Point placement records
____________________
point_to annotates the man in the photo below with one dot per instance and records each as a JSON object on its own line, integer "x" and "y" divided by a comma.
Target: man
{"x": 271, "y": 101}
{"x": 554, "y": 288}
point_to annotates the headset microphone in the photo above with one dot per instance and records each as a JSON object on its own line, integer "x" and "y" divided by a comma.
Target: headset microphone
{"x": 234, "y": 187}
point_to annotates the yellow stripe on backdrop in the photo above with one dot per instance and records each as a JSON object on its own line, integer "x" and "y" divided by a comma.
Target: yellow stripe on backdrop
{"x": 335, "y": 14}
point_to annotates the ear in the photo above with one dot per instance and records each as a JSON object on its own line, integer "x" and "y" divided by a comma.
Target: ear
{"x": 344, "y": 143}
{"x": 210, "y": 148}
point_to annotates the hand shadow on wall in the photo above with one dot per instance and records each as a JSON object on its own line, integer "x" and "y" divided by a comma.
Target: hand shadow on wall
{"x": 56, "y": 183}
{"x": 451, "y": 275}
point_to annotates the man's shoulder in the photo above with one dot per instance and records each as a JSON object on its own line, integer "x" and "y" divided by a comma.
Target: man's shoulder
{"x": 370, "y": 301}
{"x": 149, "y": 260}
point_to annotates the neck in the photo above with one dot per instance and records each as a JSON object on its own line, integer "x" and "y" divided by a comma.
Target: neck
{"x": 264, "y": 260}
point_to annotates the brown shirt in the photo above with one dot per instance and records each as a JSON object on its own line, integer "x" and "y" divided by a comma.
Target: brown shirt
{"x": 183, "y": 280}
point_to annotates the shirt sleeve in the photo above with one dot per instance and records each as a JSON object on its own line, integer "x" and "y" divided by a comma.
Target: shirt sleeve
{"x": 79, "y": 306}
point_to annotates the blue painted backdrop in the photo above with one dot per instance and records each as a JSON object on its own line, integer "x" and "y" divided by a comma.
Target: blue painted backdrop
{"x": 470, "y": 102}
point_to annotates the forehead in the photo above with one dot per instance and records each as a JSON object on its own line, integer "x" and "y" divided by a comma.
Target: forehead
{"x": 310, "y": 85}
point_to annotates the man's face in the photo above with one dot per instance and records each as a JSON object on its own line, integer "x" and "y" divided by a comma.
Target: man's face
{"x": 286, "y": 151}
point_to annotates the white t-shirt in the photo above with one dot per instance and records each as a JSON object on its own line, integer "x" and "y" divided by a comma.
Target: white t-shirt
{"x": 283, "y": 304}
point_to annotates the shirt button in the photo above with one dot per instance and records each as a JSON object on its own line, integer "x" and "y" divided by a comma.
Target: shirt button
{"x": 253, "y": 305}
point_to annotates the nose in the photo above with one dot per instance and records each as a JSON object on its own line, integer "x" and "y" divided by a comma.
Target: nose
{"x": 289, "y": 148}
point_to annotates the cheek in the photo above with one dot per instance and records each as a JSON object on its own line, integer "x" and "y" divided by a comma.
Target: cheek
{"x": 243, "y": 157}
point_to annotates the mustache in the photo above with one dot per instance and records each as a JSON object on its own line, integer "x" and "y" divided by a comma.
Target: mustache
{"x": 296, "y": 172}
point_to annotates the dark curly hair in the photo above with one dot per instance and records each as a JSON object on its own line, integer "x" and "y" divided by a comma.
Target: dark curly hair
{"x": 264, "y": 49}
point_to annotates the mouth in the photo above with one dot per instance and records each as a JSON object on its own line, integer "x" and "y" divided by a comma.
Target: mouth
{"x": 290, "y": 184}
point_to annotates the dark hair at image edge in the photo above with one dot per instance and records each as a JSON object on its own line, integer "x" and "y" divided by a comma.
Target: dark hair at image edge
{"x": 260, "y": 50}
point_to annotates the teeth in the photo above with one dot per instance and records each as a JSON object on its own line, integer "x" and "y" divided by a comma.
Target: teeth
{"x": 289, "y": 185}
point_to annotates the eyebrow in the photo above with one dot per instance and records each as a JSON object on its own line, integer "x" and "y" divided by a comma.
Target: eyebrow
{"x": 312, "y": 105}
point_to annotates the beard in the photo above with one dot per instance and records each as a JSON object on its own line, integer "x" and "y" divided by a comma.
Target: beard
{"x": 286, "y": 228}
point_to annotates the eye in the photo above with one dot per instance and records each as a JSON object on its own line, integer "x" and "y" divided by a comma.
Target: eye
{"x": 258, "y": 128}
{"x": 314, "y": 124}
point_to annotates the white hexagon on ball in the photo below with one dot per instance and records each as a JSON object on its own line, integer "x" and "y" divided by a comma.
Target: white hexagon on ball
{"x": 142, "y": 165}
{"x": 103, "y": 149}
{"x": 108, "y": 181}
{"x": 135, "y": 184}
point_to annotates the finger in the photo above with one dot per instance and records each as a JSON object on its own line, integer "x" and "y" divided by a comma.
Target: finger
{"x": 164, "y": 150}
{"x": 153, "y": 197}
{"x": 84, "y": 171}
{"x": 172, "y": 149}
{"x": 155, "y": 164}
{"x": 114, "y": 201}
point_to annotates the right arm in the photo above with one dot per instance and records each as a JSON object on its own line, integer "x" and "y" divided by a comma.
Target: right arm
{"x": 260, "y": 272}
____________________
* [Task statement]
Repeat all of the records above exactly as they appear.

* [Reply to the task]
point_to annotates the man in the photo below with one dot per instance and records each as a JSON object on its own line, integer "x" and "y" divided by a comma.
Target: man
{"x": 271, "y": 101}
{"x": 554, "y": 288}
point_to annotates the headset microphone in the photo above with one dot per instance and records each as a JSON object on its own line, integer "x" and "y" divided by a comma.
Target: headset microphone
{"x": 234, "y": 187}
point_to annotates the yellow stripe on backdrop in the photo above with one dot per instance and records each as a JSON object on its own line, integer "x" and "y" divided by a comma.
Target: yellow stripe on backdrop
{"x": 335, "y": 14}
point_to annotates the ear in the photo above with one dot per instance and records each as a JSON object on its own line, integer "x" and "y" divided by a comma.
Target: ear
{"x": 344, "y": 143}
{"x": 210, "y": 148}
point_to annotates the hand shadow on wall in the photo above with one dot per instance and records each as a JSON object on its own line, integer "x" and "y" divided by a comma.
Target: hand shadow on wall
{"x": 56, "y": 183}
{"x": 451, "y": 275}
point_to annotates the man's shoulder in the photo above with one dot per instance and records each as a JSON object on its own line, integer "x" and "y" divided by a comma.
Target: man's shoulder
{"x": 370, "y": 301}
{"x": 149, "y": 260}
point_to annotates the neck in the photo above with one dot per instance and records each as a JSON object on its own line, integer "x" and "y" divided by a comma.
Target: neck
{"x": 264, "y": 260}
point_to annotates the brown shirt in the photo above with one dot per instance and records each as a JSON object on its own line, integer "x" and "y" divided by a comma.
Target: brown shirt
{"x": 183, "y": 280}
point_to annotates the shirt sleeve in the photo above with one dot per instance and records each as a JSON object on its own line, integer "x" and "y" divided by a comma.
Target: shirt sleeve
{"x": 79, "y": 306}
point_to annotates the blue painted backdrop in the photo above with one dot per instance and records each as a JSON object on its own line, integer "x" and "y" divided by a comma.
Target: blue painted backdrop
{"x": 470, "y": 102}
point_to annotates the forehead in the photo above with one dot per instance and records each as a JSON object on its own line, integer "x" and "y" divided by a comma.
Target: forehead
{"x": 310, "y": 85}
point_to annotates the man's face in the photo above with one dot per instance and records each as a JSON object on its own line, integer "x" and "y" divided by a comma.
Target: man's face
{"x": 286, "y": 151}
point_to annotates the white t-shirt in the photo above with one dot per instance and records each as a JSON object on its own line, integer "x" and "y" divided by a comma.
Target: white t-shirt
{"x": 283, "y": 304}
point_to annotates the shirt button in the photo above with one dot per instance and records each as a JSON object on its own line, integer "x" and "y" divided by a comma.
Target: shirt button
{"x": 253, "y": 305}
point_to annotates the nose in the photo above with one dot per instance and records each as a JSON object on its own line, integer "x" and "y" divided by a comma.
Target: nose
{"x": 289, "y": 148}
point_to annotates the cheek in the photo above with one dot per instance and records each as a JSON object on its own line, integer "x" and "y" divided by a comma.
Target: cheek
{"x": 243, "y": 157}
point_to annotates the mustache in the photo above with one dot per instance and records each as a JSON object on its own line, integer "x" and "y" divided by a comma.
Target: mustache
{"x": 296, "y": 172}
point_to annotates the dark curly hair in the photo above with one dot per instance and records each as a JSON object on its own line, integer "x" and "y" divided by a comma.
Target: dark curly hair
{"x": 264, "y": 49}
point_to annotates the mouth in the photo above with one dot per instance and records each as a JSON object on its own line, integer "x" and "y" divided by a comma.
Target: mouth
{"x": 290, "y": 184}
point_to annotates the dark hair at image edge in the photo above with one dot per instance and records each as a JSON object on its own line, integer "x" and "y" divided by a comma.
Target: dark hair at image edge
{"x": 260, "y": 50}
point_to annotates the teeth in the photo above with one dot per instance and records each as a JSON object on its own line, integer "x" and "y" divided by a comma.
Target: teeth
{"x": 289, "y": 185}
point_to annotates the eyebrow in the photo above with one dot per instance and records each as a JSON object on its own line, integer "x" and "y" divided by a comma.
Target: eyebrow
{"x": 312, "y": 105}
point_to annotates the beard in the photo above with one dot per instance and records each as a JSON object on its own line, integer "x" and "y" divided by a comma.
Target: beard
{"x": 286, "y": 228}
point_to annotates the eye in the photo above with one dot per instance and records each as a JSON object on its own line, integer "x" and "y" divided by a comma.
Target: eye
{"x": 258, "y": 128}
{"x": 314, "y": 124}
point_to annotates the white hexagon on ball in the photo below with one dot per instance and records each as a JSON object on its own line, integer "x" and "y" divided by a comma.
Target: white hexagon on ball
{"x": 142, "y": 165}
{"x": 103, "y": 149}
{"x": 108, "y": 181}
{"x": 135, "y": 184}
point_to annotates the finger in the photo above with one dot per instance and records each as a JSON object on its own line, integer "x" and "y" divided by a comma.
Target: finger
{"x": 164, "y": 150}
{"x": 153, "y": 197}
{"x": 84, "y": 171}
{"x": 172, "y": 149}
{"x": 155, "y": 164}
{"x": 114, "y": 201}
point_to annotates the right arm in the photo above with one dot per instance and records each as a JSON object on its own line, integer "x" and "y" divided by a comma.
Target: right arm
{"x": 260, "y": 272}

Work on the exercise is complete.